__RECORDS SUPPLIED__
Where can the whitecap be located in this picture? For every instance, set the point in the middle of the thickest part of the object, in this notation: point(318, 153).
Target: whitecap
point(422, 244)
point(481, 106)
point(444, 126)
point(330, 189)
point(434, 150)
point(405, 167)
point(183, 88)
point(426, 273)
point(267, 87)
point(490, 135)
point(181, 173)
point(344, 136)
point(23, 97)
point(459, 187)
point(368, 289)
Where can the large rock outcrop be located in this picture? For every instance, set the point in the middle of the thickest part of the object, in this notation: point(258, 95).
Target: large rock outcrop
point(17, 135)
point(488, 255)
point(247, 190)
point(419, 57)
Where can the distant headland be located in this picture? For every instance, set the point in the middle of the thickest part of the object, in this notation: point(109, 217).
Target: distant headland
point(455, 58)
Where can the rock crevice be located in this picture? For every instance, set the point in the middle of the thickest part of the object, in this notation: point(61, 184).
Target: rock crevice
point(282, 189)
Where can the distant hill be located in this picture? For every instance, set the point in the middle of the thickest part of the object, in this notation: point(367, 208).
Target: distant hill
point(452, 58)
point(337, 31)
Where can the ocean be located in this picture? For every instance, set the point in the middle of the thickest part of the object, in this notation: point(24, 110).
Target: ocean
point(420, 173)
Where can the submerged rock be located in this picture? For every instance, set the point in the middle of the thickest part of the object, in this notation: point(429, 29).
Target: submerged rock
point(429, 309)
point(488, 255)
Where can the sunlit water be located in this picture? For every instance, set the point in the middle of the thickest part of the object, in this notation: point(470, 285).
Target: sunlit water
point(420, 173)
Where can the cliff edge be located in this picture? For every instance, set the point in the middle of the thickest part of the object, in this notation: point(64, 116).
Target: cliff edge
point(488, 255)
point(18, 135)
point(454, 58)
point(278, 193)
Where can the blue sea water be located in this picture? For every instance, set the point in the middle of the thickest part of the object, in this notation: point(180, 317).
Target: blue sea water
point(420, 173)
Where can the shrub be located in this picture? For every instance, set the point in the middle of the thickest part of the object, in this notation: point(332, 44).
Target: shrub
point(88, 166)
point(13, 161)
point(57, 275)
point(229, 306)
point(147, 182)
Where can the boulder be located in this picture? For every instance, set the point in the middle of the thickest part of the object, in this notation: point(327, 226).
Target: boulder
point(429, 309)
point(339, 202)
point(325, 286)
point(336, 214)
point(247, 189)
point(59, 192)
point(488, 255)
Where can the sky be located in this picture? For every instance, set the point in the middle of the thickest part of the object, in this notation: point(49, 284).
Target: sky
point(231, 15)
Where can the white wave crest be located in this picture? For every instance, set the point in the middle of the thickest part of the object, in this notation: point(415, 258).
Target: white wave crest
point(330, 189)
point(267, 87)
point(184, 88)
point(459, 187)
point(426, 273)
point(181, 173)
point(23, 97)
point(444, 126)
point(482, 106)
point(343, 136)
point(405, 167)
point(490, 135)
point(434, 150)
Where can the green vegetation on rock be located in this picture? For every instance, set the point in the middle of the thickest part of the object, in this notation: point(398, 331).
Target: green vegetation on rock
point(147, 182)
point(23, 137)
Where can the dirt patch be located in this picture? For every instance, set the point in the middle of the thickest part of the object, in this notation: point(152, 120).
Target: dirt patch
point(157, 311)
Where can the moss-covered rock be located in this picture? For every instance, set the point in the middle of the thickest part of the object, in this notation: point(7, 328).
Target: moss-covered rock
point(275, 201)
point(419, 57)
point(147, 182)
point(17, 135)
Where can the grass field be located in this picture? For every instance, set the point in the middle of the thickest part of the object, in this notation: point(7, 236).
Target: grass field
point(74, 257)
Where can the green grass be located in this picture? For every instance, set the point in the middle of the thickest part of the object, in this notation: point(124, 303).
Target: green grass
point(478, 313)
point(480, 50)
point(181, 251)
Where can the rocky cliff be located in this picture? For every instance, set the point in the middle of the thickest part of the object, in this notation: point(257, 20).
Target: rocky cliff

__EXERCISE PROMPT__
Quote every item above word for word, from its first line through its last, without any alteration.

__OUTPUT OF THE TASK__
Where can the whitecap be located in this picture? For every instance, set the point in the middle of the thickest part of the object, in this notation: point(318, 153).
Target: whitecap
point(422, 244)
point(481, 106)
point(444, 126)
point(330, 189)
point(434, 150)
point(405, 167)
point(183, 88)
point(426, 273)
point(267, 87)
point(490, 135)
point(181, 173)
point(344, 136)
point(23, 97)
point(459, 187)
point(368, 289)
Where can the large rock outcrop be located in this picture? For every instance, set the point in the middle of the thickest part of the object, in this notation: point(258, 95).
Target: large rock outcrop
point(17, 135)
point(488, 255)
point(247, 190)
point(419, 57)
Where can the distant headland be located in this picture? For every instance, set the point in the middle of the thickest part of the object, in this notation: point(109, 217).
Target: distant headland
point(455, 58)
Where can the rock crevice be located in this picture? For every instance, set the point in the middle of the thickest part of the object, in this notation: point(61, 184).
Target: rock crevice
point(282, 189)
Where can the distant hill be located in this picture? For every instance, set the point in the middle of the thickest part of the object, in this notation: point(367, 208).
Target: distant hill
point(452, 58)
point(337, 31)
Where can the ocean be located in this picture? For every instance, set the point in the middle of the thickest part of the object, in this notation: point(24, 110).
Target: ocean
point(420, 173)
Where can the submerged rock be located in this picture? For every instance, set the point in the middle of the thickest part of the object, in this notation: point(429, 29).
Target: submerged rock
point(429, 309)
point(488, 255)
Where can the sunlit water be located in this picture? For every instance, set the point in the middle of the thickest part of the object, in this notation: point(470, 285).
Target: sunlit water
point(420, 173)
Where can the cliff edge be located in this picture? For every instance, set the point in the middle of the thickest part of the object, in this notation: point(64, 116).
Target: cliff edge
point(488, 255)
point(18, 135)
point(454, 58)
point(278, 193)
Where can the blue sea water be located in this picture? For every instance, set the point in the middle of the thickest part of the object, in this notation: point(180, 317).
Target: blue sea water
point(420, 173)
Where can the shrub be located in this picture? For every instance, set the point in the middle of the thickest part of the object, in this notation: point(332, 44).
Target: shrub
point(88, 166)
point(13, 161)
point(57, 275)
point(229, 306)
point(147, 182)
Where can the boulder be located in this picture? For every instance, set the point in the middle of the thickest part of the object, in this notation: point(327, 226).
Target: boulder
point(429, 309)
point(339, 202)
point(325, 286)
point(336, 214)
point(247, 189)
point(59, 192)
point(488, 255)
Where can the sky be located in this picture? For every instance, set the point in the middle of the thickest part of the object, in this notation: point(49, 284).
Target: sky
point(231, 15)
Where can the white wave crest be located in this picture? For every instance, set the point in the middle of the thickest part of the object, in this notation: point(415, 258).
Target: white wave crest
point(330, 189)
point(267, 87)
point(184, 88)
point(459, 187)
point(426, 273)
point(181, 173)
point(23, 97)
point(444, 126)
point(482, 106)
point(343, 136)
point(405, 167)
point(490, 135)
point(434, 150)
Where can the green vegetation on rock be located in this picture? For every instance, set the point in the middle of the thickest part of the object, in this notation: point(398, 331).
Target: green vegetation on rock
point(147, 182)
point(23, 137)
Where can the dirt patch be located in this picture? For every instance, set the point in the middle of the thickest part of the object, in this notation: point(152, 120).
Target: dirt patch
point(157, 311)
Where can the moss-covered rock be located in this picture? For every instance, set the point in the middle of the thickest part of the object, in this notation: point(7, 328).
Target: moss-covered rock
point(275, 201)
point(419, 57)
point(147, 182)
point(17, 135)
Where can the grass field be located in this picture? For every instance, set the point in the middle of the thickest part of the object, in this notation: point(7, 236).
Target: grass field
point(74, 257)
Where can the green grass be located in this picture? For every instance, set the point in the middle of the thickest part of the object, in this notation: point(124, 303).
Target: green grass
point(478, 313)
point(480, 50)
point(181, 251)
Where can the rocky cliff be located in this picture? For every instance, set the point in the middle of the thickest part of the object, in this notation: point(257, 20).
Target: rocky cliff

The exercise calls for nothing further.